Pennsylvania water treatment plant recognized for engineering excellence

The Northampton Water Treatment Plant in North Whitehall Township, Pa., has received a Diamond Award in the American Council of Engineering Companies of Pennsylvania's (ACEC/PA's) 2008 Diamond Awards for Engineering Excellence Competition in Category E: Water and Wastewater. Gannett Fleming, an international planning, design, and construction management firm, designed the $18.6 million facility, which began operating in July 2006 with an eight million gallon per day capacity...

HARRISBURG, PA, March 6, 2008 -- The Northampton Water Treatment Plant in North Whitehall Township, Pa., has received a Diamond Award in the American Council of Engineering Companies of Pennsylvania's (ACEC/PA's) 2008 Diamond Awards for Engineering Excellence Competition. The Northampton Water Treatment Plant was recognized in ACEC/PA's Category E: Water and Wastewater.

Gannett Fleming, an international planning, design, and construction management firm, designed the $18.6 million facility, which began operating in July 2006 with an eight million gallon per day capacity. The facility withdraws water from the Lehigh River and the Spring Mill Reservoir, and completes clarification, filtration, and ultraviolet disinfection processes to meet U.S. EPA requirements. The water is pumped to more than 14,500 customers in the Boroughs of Northampton and North Catasauqua, and Allen Township in Northampton County, Pa., and the Borough of Coplay, Whitehall Township, and North Whitehall Township in Lehigh County, Pa.

□ □ □ □

§ Exercise aim
In the plant award article, copy the text word for word, beginning at "HARRISBURG, PA, March" and ending after "ACEC/PA's Category E: Water and Wastewater.". The lines after this point come from a different source than the plant award article.

□ □ □ □

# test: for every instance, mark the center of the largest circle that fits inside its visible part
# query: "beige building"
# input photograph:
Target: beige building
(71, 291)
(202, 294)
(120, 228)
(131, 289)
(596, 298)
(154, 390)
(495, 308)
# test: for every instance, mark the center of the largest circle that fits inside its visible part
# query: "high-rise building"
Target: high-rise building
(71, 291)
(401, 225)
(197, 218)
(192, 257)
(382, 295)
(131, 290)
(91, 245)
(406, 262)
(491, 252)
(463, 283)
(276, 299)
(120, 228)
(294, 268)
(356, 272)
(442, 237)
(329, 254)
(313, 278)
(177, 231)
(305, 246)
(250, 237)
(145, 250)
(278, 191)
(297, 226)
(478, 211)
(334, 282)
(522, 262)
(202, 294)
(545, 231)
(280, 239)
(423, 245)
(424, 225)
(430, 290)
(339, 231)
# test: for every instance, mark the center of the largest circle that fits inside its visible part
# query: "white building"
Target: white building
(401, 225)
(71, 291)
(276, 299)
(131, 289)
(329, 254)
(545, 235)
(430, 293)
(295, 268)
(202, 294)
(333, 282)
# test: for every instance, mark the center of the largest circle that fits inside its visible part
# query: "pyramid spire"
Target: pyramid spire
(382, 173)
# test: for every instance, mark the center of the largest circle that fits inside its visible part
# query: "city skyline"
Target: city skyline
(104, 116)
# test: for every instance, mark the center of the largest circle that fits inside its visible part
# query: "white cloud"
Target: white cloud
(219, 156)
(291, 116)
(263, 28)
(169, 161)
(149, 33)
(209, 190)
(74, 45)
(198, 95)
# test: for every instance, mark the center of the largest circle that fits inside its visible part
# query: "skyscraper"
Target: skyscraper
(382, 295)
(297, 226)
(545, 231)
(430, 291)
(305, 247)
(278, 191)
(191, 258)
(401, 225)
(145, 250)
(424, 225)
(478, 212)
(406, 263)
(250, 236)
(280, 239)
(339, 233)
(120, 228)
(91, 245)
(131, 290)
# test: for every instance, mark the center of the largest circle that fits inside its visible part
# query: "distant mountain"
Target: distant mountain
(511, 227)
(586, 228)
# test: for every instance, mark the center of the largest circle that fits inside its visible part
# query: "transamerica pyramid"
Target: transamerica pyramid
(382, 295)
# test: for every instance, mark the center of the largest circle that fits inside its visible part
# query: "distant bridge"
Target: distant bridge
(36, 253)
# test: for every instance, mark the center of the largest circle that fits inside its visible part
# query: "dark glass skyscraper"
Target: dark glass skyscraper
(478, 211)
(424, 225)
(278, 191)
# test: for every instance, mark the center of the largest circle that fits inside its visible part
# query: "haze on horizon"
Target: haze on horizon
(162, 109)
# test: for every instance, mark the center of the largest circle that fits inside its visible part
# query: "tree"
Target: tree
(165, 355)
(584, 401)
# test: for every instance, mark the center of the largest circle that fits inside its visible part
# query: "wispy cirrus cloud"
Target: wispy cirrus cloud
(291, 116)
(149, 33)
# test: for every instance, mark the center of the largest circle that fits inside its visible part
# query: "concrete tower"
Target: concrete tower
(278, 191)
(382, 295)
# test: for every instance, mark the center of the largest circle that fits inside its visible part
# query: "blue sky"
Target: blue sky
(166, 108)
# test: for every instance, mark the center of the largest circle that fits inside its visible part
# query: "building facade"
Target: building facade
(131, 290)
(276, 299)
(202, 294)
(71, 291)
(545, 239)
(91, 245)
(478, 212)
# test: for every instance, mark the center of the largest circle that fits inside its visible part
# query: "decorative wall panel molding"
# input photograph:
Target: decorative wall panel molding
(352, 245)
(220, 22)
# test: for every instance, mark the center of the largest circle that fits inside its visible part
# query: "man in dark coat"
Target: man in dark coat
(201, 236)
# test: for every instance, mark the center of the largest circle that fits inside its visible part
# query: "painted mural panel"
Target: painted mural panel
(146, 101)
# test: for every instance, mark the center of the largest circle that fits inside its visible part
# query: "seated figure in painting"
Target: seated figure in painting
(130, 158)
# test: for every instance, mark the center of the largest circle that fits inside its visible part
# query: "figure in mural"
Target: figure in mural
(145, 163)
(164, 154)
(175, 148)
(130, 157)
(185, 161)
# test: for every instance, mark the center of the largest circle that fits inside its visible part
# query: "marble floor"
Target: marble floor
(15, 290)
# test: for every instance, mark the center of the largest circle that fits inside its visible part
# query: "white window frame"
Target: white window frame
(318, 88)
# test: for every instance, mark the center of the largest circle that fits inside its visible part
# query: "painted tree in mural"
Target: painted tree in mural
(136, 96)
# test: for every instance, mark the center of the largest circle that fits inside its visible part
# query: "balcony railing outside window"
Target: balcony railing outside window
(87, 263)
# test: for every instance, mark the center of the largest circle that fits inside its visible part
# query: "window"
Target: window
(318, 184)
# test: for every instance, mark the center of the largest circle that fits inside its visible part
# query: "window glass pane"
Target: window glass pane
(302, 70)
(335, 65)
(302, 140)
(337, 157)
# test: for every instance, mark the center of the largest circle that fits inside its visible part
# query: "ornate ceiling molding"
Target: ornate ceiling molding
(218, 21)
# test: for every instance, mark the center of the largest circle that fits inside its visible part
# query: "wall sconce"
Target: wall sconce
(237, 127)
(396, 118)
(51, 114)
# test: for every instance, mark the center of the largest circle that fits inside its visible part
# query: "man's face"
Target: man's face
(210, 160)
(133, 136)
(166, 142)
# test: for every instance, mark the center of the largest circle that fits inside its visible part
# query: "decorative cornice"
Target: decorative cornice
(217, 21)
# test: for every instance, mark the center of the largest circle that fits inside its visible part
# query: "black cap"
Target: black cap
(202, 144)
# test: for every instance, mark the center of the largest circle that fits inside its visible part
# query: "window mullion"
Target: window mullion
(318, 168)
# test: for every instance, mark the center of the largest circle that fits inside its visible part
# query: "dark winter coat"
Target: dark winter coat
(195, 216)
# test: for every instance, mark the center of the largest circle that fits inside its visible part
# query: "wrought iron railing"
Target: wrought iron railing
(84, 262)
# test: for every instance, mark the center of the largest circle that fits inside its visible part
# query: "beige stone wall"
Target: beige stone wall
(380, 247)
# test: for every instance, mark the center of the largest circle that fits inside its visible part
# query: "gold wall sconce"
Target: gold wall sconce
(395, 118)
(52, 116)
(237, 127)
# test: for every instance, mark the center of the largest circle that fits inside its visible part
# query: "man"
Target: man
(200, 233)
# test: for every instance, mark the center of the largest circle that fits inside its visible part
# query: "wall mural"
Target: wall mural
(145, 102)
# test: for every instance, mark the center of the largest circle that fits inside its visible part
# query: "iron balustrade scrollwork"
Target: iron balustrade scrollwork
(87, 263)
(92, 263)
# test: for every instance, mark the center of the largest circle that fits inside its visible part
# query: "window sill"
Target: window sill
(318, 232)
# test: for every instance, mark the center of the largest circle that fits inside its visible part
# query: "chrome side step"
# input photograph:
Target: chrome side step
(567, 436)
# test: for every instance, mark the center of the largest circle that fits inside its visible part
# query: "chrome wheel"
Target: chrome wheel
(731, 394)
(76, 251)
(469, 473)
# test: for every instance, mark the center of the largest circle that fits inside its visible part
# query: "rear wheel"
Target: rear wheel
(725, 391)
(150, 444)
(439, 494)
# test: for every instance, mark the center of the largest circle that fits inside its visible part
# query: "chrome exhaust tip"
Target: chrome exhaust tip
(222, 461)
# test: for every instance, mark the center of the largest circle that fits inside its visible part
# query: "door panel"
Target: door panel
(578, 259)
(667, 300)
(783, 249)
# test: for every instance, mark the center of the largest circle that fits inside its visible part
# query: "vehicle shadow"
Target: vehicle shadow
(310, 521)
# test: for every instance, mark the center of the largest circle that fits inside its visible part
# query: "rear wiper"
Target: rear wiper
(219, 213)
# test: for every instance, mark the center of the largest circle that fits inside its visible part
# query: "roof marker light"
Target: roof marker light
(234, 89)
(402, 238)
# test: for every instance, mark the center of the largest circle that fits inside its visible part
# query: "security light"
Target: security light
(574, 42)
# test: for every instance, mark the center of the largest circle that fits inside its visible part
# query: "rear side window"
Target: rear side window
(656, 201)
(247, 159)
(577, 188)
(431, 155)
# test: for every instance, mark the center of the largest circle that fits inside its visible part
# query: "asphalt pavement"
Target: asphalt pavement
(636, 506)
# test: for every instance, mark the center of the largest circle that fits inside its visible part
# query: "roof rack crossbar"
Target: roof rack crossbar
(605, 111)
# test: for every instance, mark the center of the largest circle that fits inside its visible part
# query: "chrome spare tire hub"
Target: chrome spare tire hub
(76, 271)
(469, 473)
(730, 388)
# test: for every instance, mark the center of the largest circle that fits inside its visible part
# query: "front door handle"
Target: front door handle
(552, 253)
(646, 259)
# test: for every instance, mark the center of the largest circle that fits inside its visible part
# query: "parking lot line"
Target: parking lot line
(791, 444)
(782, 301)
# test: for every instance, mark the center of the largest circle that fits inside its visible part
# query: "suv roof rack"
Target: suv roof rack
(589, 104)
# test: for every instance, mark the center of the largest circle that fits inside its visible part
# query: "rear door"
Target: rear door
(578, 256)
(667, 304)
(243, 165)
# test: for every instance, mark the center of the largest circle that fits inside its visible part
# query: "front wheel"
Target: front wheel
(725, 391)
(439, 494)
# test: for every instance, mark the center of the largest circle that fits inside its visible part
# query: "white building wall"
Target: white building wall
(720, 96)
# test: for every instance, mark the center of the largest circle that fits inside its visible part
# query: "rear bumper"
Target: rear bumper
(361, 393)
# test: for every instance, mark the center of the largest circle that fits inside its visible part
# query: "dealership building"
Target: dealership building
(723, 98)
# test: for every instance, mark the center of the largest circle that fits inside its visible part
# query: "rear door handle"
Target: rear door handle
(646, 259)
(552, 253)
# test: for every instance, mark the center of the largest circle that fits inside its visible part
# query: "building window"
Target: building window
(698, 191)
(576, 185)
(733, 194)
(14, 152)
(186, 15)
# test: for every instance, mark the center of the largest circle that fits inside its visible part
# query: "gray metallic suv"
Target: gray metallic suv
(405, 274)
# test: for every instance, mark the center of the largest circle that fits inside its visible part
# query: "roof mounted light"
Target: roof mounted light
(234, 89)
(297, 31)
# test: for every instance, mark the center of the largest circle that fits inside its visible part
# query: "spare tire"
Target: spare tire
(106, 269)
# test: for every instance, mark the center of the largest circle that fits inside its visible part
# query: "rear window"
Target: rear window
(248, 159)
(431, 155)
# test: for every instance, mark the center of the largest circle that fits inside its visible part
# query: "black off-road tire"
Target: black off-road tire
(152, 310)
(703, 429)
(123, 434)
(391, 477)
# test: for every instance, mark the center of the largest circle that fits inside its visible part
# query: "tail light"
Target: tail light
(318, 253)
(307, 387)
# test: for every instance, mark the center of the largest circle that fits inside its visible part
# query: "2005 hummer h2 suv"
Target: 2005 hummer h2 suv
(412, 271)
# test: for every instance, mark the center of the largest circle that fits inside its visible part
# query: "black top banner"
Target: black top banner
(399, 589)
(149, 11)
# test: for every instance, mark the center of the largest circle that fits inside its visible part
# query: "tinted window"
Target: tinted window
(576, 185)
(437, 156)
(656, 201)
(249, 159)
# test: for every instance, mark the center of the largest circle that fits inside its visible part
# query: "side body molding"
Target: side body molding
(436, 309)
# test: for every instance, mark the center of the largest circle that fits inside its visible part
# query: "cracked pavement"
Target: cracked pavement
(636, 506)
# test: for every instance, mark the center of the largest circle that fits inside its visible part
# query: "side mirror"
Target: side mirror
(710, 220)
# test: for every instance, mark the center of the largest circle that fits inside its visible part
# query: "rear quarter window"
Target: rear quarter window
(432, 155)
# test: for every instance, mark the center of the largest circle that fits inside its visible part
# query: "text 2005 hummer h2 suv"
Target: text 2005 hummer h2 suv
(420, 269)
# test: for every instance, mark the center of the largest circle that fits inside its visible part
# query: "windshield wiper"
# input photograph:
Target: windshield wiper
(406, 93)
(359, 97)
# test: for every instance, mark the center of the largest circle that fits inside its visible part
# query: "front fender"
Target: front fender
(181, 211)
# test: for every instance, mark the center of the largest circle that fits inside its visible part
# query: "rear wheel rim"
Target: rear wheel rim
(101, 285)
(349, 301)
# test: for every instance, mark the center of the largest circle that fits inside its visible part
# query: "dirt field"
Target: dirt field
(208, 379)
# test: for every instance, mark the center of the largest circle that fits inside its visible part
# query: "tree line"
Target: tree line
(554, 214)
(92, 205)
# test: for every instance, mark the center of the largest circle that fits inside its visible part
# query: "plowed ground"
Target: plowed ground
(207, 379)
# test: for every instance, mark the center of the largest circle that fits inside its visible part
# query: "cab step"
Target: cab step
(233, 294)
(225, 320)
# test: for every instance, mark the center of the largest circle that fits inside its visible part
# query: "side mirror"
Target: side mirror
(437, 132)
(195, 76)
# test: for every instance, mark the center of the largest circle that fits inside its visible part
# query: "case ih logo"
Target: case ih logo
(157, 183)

□ □ □ □

§ Expected answer
HARRISBURG, PA, March 6, 2008 -- The Northampton Water Treatment Plant in North Whitehall Township, Pa., has received a Diamond Award in the American Council of Engineering Companies of Pennsylvania's (ACEC/PA's) 2008 Diamond Awards for Engineering Excellence Competition. The Northampton Water Treatment Plant was recognized in ACEC/PA's Category E: Water and Wastewater.